- _QUOTED TEXT_:
╭──

Keras CNN for Fashion MNIST Image classification

Explore Fashion MNIST dataset and CNN model

Here we’ll get a feel for the Fashion MNIST image data and the model we’ll be using to classify those images.

Later we’ll train, tune and test the model

Contents

Setup

%matplotlib inline
import matplotlib.pyplot as plt
import numpy as np
import pandas as pd
import os


# filter out FutureWarnings
from warnings import simplefilter
simplefilter(action='ignore', category=FutureWarning)

# Supress Tensorflow Warnings
import tensorflow.compat.v1.logging as logging
logging.set_verbosity(logging.ERROR)

# custom model class
from cnn import FashionMNISTCNN
Using TensorFlow backend.

The Fashion MNIST image data set

More information on the dataset see Github or Kaggle. We’ll use the .csv files from Kaggle for data exploration.

train_data, val_data = pd.read_csv('data/train.csv'), pd.read_csv('data/val.csv')
train_data.info()
<class 'pandas.core.frame.DataFrame'>
RangeIndex: 60000 entries, 0 to 59999
Columns: 785 entries, label to pixel784
dtypes: int64(785)
memory usage: 359.3 MB
val_data.info()
<class 'pandas.core.frame.DataFrame'>
RangeIndex: 10000 entries, 0 to 9999
Columns: 785 entries, label to pixel784
dtypes: int64(785)
memory usage: 59.9 MB
  • There are 60,000 images in the training set, and 10,000 in the validation set.
  • There are 785 features - a class label and 784 pixels. A row of 784 pixels is a flattened 28 x 28 pixel array

Class representative images

There are 10 image classes

def add_class_str_labels(df):
    class_str_labels = ["T-shirt/top", "Trouser", "Pullover", "Dress", "Coat", "Sandal", 
                "Shirt", "Sneaker", "Bag", "Ankle Boot"]
    # dict for mapping labels to string labels
    class_mapping = {i: label for (i, label) in enumerate(class_str_labels)}
    df['str_label'] = df['label'].apply(lambda x: class_str_labels[x])
    
add_class_str_labels(train_data)
add_class_str_labels(val_data)

We’ll collect 5 images from each of the 10 classes and plot them

def get_class_images(df, class_str_label, num_images=5):
    # slice all rows for this class
    class_slice = df[df['str_label'] == class_str_label]
    # get 5 random indices
    indices = np.random.choice(class_slice.index.values, size=5, replace=False)

╰──

- _EXTRACTED INFORMATION_:
╭──

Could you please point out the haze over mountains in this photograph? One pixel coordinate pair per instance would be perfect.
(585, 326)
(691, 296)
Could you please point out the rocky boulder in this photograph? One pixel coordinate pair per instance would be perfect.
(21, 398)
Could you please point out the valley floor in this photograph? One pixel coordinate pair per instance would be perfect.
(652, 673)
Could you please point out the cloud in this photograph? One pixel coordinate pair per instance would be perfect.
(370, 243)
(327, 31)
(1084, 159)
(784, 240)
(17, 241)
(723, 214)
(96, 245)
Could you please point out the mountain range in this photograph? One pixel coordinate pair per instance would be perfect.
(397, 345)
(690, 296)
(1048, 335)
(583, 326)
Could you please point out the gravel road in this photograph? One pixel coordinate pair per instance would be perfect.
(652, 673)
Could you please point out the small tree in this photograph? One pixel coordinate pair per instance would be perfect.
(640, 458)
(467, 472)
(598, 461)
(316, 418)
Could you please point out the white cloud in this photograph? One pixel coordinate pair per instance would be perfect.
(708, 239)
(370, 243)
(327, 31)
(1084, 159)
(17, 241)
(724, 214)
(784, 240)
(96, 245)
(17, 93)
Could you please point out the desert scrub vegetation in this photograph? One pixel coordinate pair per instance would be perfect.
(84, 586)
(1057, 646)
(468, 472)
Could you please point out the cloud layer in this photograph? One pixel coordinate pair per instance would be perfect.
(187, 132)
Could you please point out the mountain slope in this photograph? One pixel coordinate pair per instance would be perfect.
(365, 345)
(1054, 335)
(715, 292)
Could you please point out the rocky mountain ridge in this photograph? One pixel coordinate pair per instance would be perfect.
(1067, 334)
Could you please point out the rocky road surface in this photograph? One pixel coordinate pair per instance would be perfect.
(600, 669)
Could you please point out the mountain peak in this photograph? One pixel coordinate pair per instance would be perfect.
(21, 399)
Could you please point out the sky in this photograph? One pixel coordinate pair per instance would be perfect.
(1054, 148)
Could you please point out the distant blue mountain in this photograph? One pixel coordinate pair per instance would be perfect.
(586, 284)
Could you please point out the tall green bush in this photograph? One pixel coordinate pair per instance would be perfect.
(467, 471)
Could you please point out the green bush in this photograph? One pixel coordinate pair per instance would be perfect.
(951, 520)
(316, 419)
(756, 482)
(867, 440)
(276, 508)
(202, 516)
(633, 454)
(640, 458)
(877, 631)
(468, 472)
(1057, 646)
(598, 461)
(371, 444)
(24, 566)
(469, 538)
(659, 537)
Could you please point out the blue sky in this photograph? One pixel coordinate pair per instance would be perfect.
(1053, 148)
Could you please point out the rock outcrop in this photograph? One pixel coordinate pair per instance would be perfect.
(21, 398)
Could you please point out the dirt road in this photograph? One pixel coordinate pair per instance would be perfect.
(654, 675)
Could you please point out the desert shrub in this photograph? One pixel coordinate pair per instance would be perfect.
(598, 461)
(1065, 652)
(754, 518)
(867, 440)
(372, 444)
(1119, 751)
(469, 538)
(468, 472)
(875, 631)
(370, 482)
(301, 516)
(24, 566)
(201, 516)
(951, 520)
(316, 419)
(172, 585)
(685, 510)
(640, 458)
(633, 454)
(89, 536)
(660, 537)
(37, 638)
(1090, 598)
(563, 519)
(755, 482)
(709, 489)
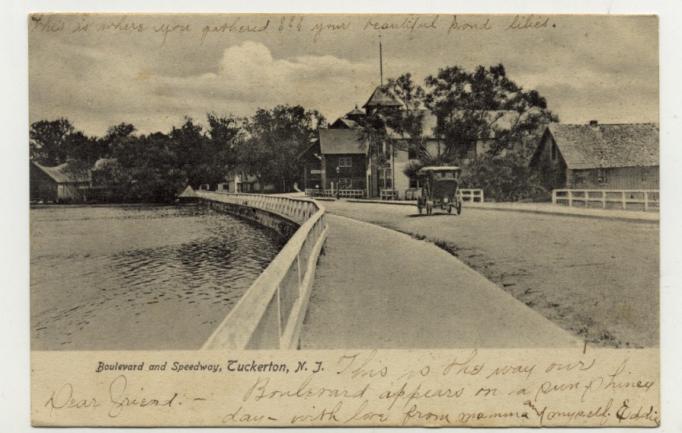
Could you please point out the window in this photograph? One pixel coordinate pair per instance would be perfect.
(644, 175)
(345, 183)
(553, 151)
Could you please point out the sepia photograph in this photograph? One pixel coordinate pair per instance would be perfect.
(343, 182)
(347, 219)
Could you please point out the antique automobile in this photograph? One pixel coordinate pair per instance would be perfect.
(439, 189)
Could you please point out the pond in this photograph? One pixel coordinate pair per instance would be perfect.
(138, 277)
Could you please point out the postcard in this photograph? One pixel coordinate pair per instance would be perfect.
(344, 220)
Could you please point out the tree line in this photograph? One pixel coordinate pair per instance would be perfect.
(154, 167)
(467, 104)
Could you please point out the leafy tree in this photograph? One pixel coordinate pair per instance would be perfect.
(224, 136)
(48, 141)
(505, 178)
(468, 105)
(274, 139)
(79, 147)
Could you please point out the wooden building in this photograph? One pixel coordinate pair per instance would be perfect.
(340, 145)
(343, 163)
(598, 156)
(64, 183)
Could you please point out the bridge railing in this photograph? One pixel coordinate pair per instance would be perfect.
(643, 199)
(270, 313)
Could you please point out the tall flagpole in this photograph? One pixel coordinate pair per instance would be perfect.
(381, 64)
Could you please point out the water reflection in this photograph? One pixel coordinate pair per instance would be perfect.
(138, 277)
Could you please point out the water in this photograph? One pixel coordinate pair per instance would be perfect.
(138, 277)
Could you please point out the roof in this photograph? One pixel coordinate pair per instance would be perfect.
(65, 173)
(342, 141)
(382, 97)
(607, 145)
(188, 193)
(355, 112)
(441, 168)
(344, 122)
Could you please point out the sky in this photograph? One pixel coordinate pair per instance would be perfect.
(153, 70)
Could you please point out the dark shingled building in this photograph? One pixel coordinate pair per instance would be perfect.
(598, 156)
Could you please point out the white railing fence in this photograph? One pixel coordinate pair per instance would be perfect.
(639, 199)
(471, 195)
(342, 193)
(270, 313)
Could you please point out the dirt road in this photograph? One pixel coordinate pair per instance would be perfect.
(598, 279)
(377, 288)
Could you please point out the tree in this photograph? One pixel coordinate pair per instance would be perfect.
(274, 140)
(82, 149)
(48, 141)
(224, 136)
(468, 105)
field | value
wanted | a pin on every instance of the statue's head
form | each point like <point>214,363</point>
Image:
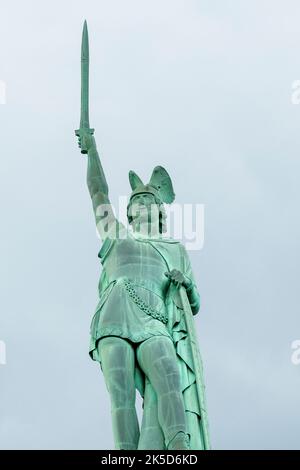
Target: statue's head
<point>146,203</point>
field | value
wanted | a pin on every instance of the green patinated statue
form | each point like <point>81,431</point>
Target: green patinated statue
<point>142,332</point>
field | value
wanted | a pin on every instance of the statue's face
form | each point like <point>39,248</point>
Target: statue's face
<point>144,209</point>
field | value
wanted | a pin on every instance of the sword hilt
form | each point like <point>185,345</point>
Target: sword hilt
<point>81,133</point>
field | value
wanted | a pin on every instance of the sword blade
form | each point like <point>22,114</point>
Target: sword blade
<point>85,59</point>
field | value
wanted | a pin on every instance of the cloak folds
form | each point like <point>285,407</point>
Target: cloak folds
<point>175,257</point>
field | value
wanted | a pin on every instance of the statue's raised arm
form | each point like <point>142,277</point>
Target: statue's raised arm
<point>96,181</point>
<point>98,188</point>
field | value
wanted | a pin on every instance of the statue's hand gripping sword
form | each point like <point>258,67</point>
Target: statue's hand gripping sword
<point>84,129</point>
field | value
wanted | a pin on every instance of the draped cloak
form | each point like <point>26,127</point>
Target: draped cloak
<point>174,256</point>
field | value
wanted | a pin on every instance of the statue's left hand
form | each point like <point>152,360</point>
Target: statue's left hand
<point>178,278</point>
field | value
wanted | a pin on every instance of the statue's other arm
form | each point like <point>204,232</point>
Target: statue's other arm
<point>190,284</point>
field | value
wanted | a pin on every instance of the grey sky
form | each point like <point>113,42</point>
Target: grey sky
<point>203,88</point>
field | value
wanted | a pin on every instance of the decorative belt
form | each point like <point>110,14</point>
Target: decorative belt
<point>142,304</point>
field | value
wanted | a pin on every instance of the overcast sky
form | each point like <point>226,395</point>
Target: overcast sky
<point>203,88</point>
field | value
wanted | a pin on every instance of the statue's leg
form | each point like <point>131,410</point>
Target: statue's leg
<point>157,358</point>
<point>151,436</point>
<point>118,365</point>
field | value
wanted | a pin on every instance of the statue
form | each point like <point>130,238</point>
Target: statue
<point>142,332</point>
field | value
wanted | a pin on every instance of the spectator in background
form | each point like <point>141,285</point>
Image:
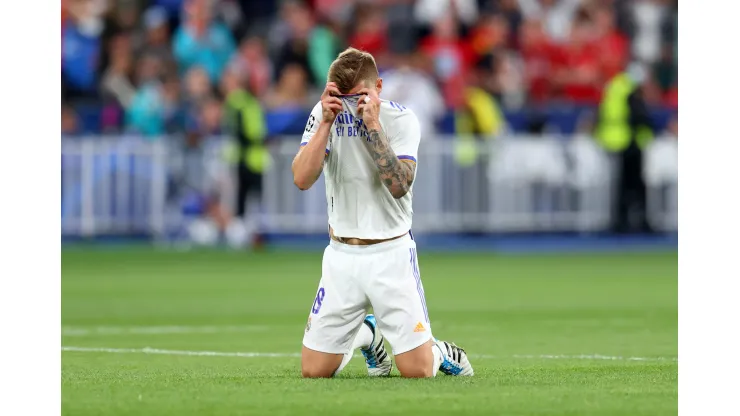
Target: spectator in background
<point>253,62</point>
<point>557,16</point>
<point>146,115</point>
<point>116,84</point>
<point>291,91</point>
<point>198,86</point>
<point>401,33</point>
<point>427,12</point>
<point>411,84</point>
<point>489,34</point>
<point>370,32</point>
<point>506,82</point>
<point>578,72</point>
<point>70,121</point>
<point>510,11</point>
<point>294,49</point>
<point>81,49</point>
<point>537,54</point>
<point>612,44</point>
<point>173,109</point>
<point>202,41</point>
<point>312,46</point>
<point>452,58</point>
<point>156,40</point>
<point>648,16</point>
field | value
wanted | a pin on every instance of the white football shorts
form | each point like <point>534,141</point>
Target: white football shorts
<point>354,278</point>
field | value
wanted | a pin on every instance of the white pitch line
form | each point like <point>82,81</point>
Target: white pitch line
<point>148,350</point>
<point>158,330</point>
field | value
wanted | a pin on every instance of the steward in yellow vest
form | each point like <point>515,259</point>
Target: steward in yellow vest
<point>245,121</point>
<point>624,129</point>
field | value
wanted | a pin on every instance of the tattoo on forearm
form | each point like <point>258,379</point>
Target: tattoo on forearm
<point>396,176</point>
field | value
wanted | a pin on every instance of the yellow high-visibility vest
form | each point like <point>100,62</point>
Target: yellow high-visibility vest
<point>482,116</point>
<point>248,124</point>
<point>614,131</point>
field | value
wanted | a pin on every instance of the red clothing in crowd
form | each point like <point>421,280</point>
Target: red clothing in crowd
<point>579,73</point>
<point>538,63</point>
<point>453,61</point>
<point>614,50</point>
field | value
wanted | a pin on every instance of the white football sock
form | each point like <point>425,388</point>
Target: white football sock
<point>364,338</point>
<point>437,359</point>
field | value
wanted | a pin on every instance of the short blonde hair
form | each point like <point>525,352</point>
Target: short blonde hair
<point>351,67</point>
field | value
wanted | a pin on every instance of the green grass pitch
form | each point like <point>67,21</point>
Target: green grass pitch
<point>547,334</point>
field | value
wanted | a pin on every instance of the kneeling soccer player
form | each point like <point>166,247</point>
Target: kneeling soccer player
<point>367,150</point>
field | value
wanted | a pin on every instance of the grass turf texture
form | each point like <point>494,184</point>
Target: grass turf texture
<point>504,307</point>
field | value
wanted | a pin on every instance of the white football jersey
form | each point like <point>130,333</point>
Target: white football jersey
<point>358,203</point>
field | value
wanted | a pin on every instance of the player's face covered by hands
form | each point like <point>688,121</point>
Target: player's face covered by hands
<point>368,105</point>
<point>330,104</point>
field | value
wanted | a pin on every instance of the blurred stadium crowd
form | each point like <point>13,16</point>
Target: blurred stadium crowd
<point>154,67</point>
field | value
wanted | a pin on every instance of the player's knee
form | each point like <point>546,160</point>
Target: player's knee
<point>417,372</point>
<point>309,371</point>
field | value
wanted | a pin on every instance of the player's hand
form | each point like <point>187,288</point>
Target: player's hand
<point>369,108</point>
<point>331,106</point>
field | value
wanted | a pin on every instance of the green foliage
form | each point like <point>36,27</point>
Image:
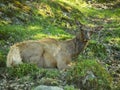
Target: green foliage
<point>89,74</point>
<point>67,87</point>
<point>22,70</point>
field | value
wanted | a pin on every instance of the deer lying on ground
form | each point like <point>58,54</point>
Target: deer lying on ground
<point>50,53</point>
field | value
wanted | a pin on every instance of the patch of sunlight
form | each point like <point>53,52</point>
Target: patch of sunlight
<point>61,37</point>
<point>34,28</point>
<point>39,36</point>
<point>45,10</point>
<point>75,3</point>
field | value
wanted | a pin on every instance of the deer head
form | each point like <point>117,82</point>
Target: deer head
<point>86,31</point>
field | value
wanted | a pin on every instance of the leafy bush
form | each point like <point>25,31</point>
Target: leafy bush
<point>22,70</point>
<point>89,74</point>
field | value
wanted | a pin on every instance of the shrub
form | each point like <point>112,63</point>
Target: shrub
<point>89,74</point>
<point>22,70</point>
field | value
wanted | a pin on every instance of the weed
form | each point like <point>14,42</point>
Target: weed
<point>89,74</point>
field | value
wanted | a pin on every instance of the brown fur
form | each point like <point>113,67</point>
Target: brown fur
<point>48,53</point>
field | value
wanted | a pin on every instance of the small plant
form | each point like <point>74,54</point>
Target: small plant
<point>89,74</point>
<point>22,70</point>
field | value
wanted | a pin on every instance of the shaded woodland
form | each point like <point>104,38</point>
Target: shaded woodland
<point>97,67</point>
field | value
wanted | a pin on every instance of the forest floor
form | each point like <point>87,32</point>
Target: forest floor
<point>38,19</point>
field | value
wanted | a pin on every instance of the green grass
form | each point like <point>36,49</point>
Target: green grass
<point>56,19</point>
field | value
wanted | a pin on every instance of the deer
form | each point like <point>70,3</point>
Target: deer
<point>49,52</point>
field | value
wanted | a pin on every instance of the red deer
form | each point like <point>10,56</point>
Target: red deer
<point>50,53</point>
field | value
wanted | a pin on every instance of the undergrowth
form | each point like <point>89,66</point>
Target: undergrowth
<point>36,19</point>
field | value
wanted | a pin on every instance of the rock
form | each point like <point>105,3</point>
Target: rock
<point>43,87</point>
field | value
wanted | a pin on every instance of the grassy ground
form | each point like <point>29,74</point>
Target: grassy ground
<point>38,19</point>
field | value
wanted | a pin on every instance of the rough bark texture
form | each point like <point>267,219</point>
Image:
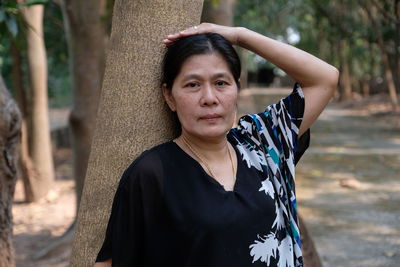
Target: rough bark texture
<point>10,127</point>
<point>132,114</point>
<point>39,129</point>
<point>310,254</point>
<point>86,38</point>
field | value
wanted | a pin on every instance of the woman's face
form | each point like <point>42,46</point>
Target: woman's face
<point>204,95</point>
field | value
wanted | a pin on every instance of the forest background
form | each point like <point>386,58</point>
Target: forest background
<point>64,69</point>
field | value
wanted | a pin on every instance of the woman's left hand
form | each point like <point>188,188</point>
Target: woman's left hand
<point>230,33</point>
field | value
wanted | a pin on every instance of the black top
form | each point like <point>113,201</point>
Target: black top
<point>168,211</point>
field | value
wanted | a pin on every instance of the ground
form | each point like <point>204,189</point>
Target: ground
<point>347,187</point>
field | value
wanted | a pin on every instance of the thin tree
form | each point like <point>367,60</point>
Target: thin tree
<point>39,130</point>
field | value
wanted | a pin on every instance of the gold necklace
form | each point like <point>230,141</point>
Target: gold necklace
<point>197,154</point>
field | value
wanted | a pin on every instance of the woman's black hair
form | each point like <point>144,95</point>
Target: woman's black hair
<point>198,44</point>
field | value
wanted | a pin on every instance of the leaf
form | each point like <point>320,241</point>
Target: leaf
<point>35,2</point>
<point>12,25</point>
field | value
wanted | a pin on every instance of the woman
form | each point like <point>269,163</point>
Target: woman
<point>217,196</point>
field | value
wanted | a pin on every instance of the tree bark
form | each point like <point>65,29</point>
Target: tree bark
<point>10,127</point>
<point>39,129</point>
<point>132,114</point>
<point>220,12</point>
<point>86,40</point>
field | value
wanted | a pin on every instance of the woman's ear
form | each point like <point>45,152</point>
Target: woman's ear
<point>168,97</point>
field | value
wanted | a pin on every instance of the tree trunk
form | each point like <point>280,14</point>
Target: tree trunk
<point>10,126</point>
<point>132,114</point>
<point>385,57</point>
<point>220,12</point>
<point>86,39</point>
<point>39,130</point>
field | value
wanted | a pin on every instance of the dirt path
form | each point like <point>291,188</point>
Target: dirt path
<point>351,227</point>
<point>358,223</point>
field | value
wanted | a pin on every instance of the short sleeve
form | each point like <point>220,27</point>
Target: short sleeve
<point>123,240</point>
<point>276,129</point>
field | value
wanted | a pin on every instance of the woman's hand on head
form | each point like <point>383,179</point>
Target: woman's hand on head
<point>229,33</point>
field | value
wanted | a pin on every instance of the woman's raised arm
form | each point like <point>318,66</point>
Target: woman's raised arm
<point>317,78</point>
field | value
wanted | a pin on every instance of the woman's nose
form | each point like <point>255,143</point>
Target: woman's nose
<point>208,95</point>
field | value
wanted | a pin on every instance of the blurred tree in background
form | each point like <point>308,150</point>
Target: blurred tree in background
<point>361,38</point>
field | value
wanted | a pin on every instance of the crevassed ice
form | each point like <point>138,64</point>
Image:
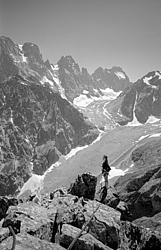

╰──

- _ACTIONS TO TAKE_:
a) In the Fashion MNIST page, shorten the paragraph beginning "More information on the dataset" while keeping its main facts.
b) List each line of the rows that contains the word "gripping".

- _SOLUTION SET_:
a) Dataset details are on Github or Kaggle; the Kaggle .csv files are used for data exploration.

b)
wanted | a pin on every instance of the statue's hand gripping sword
Target: statue's hand gripping sword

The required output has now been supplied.